» YOUR TASK: Turn the entry lines from the line with "Reviewer note: every instance of the green foliage" to the line with "pixel 515 188", both included, into a Markdown table with the columns "No." and "Text". Give each line a row number and leave out blank lines.

» WORKING DATA:

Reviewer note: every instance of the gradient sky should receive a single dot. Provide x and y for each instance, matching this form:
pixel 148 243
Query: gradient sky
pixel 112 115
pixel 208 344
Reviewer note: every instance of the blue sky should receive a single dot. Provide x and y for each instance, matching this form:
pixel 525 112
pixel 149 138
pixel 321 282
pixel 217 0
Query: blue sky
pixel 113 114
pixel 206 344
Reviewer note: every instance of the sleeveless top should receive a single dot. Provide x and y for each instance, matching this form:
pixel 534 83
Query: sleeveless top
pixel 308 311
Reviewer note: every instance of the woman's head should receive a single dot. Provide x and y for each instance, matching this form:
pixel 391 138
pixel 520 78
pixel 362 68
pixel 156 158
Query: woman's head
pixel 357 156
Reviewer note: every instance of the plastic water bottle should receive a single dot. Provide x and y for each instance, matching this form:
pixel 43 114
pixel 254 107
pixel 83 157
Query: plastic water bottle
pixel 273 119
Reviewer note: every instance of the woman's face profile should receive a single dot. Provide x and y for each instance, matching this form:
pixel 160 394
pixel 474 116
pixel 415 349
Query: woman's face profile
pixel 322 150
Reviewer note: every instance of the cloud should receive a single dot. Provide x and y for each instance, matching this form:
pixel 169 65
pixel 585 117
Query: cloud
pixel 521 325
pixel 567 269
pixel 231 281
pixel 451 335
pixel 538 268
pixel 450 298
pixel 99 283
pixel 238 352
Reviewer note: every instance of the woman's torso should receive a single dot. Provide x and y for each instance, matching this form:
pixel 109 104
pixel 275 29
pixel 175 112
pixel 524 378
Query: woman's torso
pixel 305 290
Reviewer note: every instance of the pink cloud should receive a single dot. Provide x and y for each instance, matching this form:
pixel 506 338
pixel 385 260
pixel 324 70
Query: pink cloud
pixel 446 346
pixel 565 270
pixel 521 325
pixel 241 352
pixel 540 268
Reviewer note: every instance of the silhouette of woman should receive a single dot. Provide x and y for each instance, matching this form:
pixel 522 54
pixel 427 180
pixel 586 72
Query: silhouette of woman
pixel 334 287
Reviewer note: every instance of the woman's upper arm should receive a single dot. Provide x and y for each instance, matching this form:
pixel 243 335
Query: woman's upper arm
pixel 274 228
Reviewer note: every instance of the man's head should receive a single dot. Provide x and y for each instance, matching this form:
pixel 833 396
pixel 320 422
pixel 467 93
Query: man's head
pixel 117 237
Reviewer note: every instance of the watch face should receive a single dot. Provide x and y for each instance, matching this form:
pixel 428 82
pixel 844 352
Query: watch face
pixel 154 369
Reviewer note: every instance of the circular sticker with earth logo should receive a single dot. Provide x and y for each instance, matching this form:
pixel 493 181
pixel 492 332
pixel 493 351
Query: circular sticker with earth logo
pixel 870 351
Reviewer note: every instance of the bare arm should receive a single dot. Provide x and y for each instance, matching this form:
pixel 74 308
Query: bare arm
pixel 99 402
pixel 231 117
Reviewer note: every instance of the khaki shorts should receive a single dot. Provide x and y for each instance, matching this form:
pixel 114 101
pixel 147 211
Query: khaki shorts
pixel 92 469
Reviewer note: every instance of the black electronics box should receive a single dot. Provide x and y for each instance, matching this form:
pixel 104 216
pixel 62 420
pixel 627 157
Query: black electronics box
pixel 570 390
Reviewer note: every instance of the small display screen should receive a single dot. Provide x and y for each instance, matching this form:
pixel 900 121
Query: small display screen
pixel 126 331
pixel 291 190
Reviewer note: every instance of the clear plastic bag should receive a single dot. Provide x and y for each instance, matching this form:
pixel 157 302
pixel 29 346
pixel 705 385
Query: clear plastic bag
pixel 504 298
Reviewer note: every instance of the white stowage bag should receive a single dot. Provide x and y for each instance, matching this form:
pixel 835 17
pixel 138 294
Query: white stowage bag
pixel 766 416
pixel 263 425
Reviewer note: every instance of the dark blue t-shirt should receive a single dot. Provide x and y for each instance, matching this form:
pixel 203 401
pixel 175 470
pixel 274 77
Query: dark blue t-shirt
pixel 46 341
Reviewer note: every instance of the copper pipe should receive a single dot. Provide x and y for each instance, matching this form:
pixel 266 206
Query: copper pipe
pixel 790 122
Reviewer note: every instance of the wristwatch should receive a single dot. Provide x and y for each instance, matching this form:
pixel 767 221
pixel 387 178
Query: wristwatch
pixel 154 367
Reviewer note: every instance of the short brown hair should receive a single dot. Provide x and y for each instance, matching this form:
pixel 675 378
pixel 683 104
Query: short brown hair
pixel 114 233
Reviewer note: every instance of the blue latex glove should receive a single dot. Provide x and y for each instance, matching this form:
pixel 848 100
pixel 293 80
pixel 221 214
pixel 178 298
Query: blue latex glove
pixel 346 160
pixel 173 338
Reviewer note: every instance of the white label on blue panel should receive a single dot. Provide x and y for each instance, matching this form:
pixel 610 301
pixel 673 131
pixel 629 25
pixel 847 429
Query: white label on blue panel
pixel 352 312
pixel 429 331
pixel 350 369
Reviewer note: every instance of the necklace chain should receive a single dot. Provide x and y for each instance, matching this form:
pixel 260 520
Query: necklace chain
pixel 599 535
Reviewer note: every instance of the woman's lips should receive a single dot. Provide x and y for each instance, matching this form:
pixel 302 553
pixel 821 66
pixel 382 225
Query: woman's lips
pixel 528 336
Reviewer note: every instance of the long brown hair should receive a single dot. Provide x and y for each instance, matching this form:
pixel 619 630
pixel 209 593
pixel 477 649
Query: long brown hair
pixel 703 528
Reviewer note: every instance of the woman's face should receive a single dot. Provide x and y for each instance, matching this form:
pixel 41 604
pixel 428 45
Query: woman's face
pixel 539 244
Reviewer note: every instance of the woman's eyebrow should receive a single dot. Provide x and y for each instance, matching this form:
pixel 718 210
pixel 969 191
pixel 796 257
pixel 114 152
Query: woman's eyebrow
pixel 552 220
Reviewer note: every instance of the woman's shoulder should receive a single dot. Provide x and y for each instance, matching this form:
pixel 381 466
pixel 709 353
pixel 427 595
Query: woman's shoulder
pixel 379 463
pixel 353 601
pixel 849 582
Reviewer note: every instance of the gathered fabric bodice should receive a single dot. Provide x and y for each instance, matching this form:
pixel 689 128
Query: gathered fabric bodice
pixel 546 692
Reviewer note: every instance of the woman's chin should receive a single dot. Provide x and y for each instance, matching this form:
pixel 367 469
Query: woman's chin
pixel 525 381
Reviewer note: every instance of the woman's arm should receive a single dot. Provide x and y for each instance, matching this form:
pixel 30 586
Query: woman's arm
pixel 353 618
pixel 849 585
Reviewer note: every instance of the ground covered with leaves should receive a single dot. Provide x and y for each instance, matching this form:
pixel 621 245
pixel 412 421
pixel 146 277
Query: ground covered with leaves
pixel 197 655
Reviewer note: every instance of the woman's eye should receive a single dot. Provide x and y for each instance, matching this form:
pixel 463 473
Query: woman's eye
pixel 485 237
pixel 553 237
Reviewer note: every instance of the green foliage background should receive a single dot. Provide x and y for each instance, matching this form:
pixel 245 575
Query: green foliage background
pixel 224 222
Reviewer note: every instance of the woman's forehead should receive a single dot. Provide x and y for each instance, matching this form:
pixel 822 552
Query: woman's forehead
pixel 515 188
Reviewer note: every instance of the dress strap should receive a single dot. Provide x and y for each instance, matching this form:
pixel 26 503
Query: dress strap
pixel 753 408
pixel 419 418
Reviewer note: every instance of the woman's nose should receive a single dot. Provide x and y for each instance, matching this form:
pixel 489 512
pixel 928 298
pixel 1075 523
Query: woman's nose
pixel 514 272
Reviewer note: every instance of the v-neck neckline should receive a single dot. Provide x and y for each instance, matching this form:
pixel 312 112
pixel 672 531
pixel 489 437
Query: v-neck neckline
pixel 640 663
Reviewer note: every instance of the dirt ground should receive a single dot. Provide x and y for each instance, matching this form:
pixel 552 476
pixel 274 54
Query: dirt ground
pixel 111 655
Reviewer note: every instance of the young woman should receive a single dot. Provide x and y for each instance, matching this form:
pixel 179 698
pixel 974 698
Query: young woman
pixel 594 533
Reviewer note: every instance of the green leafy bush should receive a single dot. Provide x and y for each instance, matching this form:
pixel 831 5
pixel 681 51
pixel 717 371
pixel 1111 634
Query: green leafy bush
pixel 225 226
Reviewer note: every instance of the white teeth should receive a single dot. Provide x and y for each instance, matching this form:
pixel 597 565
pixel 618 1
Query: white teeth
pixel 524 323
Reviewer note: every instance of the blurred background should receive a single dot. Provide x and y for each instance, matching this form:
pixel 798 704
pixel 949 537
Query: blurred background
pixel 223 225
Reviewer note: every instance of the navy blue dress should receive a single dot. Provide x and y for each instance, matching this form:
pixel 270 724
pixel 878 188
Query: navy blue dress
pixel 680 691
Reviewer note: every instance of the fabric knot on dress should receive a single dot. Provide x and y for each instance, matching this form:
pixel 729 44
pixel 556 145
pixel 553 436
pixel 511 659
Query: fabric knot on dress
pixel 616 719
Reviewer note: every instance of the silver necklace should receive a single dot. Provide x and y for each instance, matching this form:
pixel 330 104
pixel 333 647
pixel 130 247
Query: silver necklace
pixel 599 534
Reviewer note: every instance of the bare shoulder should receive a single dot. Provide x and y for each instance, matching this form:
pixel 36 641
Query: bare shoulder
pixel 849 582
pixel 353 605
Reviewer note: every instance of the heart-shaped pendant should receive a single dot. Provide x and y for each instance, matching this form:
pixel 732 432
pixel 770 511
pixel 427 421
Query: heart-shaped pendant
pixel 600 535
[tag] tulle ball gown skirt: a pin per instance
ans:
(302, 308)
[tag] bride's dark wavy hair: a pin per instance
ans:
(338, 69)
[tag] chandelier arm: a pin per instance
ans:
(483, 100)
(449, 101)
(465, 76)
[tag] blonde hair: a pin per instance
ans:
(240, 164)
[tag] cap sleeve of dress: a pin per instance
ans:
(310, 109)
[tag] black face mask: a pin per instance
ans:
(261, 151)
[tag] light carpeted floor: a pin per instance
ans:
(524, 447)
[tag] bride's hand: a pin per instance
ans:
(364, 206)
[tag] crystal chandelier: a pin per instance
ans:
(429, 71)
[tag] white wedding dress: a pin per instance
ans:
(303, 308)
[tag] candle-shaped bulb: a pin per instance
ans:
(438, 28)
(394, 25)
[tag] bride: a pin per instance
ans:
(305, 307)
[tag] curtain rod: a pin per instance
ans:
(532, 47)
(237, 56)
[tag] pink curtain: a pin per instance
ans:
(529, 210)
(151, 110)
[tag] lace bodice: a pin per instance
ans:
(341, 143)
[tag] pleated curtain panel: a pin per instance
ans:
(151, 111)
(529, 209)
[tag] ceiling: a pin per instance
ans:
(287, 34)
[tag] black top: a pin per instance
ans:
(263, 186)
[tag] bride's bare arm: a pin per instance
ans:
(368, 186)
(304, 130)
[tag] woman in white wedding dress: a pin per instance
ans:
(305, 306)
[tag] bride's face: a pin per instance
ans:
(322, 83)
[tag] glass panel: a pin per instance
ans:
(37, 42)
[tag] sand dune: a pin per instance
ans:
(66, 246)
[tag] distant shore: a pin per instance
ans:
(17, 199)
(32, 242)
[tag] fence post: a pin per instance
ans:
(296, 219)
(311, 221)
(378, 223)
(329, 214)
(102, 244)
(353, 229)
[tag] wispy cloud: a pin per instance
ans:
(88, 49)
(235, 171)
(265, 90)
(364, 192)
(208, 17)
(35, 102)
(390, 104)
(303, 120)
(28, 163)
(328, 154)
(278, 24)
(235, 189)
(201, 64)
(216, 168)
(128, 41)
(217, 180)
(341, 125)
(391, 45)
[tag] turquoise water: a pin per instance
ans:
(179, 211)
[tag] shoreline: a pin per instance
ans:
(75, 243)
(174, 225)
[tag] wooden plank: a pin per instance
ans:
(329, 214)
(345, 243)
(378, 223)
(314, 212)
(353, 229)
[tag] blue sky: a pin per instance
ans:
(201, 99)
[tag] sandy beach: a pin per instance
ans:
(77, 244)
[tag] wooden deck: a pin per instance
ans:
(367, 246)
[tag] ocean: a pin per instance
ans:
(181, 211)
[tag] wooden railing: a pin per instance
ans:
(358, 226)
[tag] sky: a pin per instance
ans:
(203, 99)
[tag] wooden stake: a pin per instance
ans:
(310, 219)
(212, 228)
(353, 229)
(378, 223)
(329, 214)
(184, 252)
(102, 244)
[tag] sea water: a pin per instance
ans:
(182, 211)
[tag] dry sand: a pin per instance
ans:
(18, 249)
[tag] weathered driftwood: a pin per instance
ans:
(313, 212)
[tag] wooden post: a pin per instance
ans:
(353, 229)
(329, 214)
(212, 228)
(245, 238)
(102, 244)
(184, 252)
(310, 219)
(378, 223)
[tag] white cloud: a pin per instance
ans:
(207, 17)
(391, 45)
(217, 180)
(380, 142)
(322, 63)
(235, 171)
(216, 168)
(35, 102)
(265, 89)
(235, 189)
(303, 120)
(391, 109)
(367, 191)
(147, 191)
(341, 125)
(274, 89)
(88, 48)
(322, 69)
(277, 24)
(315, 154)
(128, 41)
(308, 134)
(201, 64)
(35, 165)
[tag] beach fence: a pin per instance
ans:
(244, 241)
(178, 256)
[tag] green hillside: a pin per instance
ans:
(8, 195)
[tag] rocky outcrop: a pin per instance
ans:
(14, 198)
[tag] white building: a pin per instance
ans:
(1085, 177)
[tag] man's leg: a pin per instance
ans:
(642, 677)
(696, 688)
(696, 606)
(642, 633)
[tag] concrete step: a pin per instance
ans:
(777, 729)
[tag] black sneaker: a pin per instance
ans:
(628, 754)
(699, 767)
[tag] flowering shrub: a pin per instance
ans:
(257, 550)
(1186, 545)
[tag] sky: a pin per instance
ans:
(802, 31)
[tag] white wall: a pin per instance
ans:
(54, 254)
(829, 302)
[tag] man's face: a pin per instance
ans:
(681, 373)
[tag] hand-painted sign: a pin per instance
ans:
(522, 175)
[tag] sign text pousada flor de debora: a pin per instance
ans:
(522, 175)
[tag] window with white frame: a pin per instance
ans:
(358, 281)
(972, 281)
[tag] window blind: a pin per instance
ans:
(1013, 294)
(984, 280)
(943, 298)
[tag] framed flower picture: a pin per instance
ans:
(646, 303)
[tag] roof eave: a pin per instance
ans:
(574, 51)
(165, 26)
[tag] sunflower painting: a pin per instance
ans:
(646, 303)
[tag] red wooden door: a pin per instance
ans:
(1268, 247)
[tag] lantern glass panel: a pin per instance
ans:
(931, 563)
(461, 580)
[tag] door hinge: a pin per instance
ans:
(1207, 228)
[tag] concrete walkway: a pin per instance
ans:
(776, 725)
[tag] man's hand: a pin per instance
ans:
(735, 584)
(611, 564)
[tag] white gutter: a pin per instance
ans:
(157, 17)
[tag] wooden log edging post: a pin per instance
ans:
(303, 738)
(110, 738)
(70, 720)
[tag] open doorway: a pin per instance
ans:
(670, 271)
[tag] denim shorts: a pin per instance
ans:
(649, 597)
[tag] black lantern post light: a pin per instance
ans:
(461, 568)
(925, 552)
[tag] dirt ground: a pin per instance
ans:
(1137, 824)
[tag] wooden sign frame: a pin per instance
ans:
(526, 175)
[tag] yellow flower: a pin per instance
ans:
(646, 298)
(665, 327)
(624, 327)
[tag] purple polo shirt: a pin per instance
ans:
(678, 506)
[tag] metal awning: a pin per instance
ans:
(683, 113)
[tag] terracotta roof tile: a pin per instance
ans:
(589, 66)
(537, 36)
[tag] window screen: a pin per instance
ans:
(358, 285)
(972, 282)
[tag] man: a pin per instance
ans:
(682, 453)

» EXERCISE RESPONSE:
| No. | Text |
|---|---|
| 1 | Reviewer note: every instance of the green foliage background should receive a single dot. Provide x and y for each instance, matching this form: |
| 2 | pixel 245 575 |
| 3 | Query: green foliage background |
| 4 | pixel 224 222 |
| 5 | Reviewer note: every instance of the woman's forehead should receive a single dot. Provide x and y for each instance, matching this form: |
| 6 | pixel 822 552 |
| 7 | Query: woman's forehead |
| 8 | pixel 515 188 |